(Dataset rows)
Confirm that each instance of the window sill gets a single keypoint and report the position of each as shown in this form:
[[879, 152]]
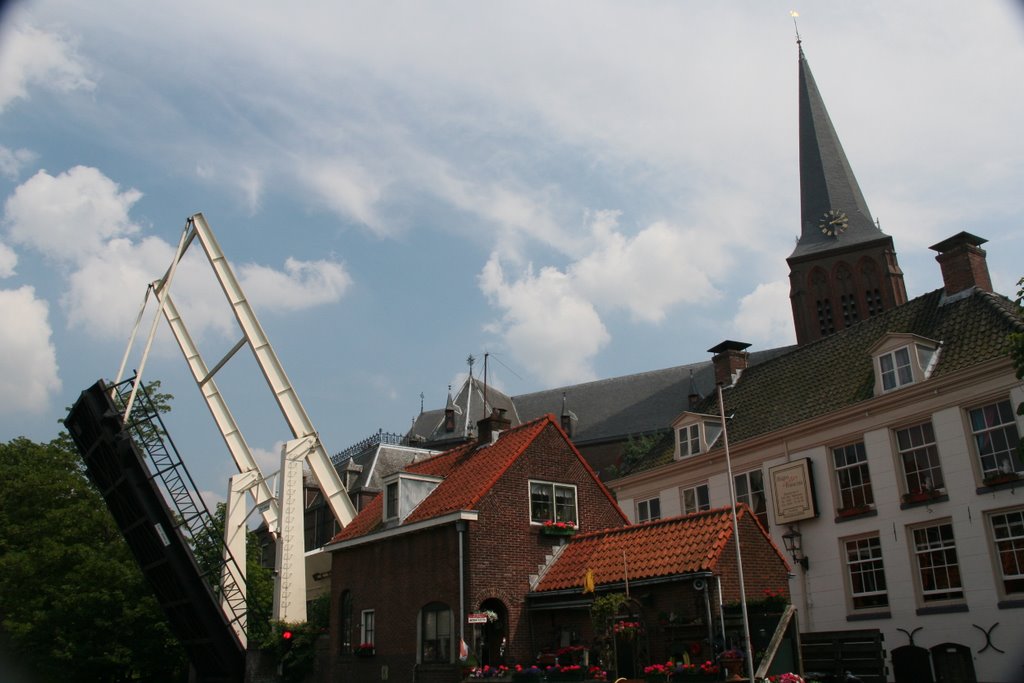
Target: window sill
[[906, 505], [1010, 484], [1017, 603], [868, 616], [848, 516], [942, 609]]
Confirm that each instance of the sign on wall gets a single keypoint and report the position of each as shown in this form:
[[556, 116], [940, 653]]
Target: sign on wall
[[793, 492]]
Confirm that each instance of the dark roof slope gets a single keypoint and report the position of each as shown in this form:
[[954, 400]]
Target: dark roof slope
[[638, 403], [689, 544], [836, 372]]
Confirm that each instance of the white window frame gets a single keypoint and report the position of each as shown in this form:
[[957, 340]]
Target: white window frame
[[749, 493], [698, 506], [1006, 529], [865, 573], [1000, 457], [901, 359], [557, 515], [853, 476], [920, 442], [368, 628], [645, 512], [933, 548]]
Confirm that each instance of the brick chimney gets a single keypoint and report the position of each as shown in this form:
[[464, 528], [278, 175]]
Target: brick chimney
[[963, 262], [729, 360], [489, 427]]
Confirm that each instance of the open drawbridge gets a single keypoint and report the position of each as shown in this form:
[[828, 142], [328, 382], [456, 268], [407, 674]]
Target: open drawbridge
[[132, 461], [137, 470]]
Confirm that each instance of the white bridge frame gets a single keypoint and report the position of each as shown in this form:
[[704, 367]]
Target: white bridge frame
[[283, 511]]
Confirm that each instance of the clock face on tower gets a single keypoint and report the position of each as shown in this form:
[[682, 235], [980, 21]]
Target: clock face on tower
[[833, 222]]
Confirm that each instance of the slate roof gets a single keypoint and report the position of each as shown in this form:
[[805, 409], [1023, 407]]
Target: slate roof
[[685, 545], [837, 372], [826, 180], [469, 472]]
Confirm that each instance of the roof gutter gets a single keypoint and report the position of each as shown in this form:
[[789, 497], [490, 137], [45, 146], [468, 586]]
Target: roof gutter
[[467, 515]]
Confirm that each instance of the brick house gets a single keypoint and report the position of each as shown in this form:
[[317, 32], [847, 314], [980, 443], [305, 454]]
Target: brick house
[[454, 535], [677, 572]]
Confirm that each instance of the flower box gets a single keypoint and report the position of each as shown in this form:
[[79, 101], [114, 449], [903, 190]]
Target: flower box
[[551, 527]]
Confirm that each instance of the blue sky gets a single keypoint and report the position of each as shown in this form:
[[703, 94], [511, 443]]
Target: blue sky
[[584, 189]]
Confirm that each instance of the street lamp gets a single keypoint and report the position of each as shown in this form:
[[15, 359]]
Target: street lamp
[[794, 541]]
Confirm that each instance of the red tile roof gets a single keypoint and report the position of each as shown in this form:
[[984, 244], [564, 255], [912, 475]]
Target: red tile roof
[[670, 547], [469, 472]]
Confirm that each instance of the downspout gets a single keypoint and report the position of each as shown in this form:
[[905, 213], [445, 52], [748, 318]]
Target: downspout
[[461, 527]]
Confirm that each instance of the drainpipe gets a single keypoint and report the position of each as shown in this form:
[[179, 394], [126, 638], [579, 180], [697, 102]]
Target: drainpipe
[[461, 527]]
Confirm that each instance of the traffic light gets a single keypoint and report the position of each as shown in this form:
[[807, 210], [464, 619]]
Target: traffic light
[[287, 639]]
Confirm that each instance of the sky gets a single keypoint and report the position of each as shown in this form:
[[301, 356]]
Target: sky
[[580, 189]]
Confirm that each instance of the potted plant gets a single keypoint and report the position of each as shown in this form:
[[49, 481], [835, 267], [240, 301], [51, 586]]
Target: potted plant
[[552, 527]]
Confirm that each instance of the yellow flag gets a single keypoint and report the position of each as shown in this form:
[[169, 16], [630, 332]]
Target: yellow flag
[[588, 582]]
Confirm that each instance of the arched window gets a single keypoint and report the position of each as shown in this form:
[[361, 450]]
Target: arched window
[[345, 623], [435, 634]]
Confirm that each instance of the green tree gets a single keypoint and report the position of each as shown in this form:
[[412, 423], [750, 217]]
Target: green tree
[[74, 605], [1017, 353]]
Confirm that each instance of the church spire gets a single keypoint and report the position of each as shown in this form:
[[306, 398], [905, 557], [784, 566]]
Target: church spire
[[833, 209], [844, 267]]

▶ [Given exercise] Please rewrite the rows starting with the line that contains "Confirm that each instance of the yellow" and going on through the end of the rows, changing "keypoint" to "marker" and leaving everything else as it is.

▶ [Final answer]
Confirm that each instance of the yellow flag gets a single marker and report the position of each as shown in this form:
[[169, 16], [630, 332]]
Target: yellow flag
[[588, 582]]
Confirm that each instance of the arched window gets a single marker and report the position of each as shown in this form:
[[361, 450]]
Target: arched window
[[345, 623], [435, 634]]
Confirm that each instance of the green tree gets a single marker and report the position of each as shown in this form:
[[412, 423], [750, 217]]
Target: green tree
[[74, 605], [1017, 353]]
Confirm that each instance of the church spire gets a single marker and report the position of each as shown in this form:
[[306, 398], [905, 557], [784, 566]]
Target: church spire
[[833, 209], [844, 267]]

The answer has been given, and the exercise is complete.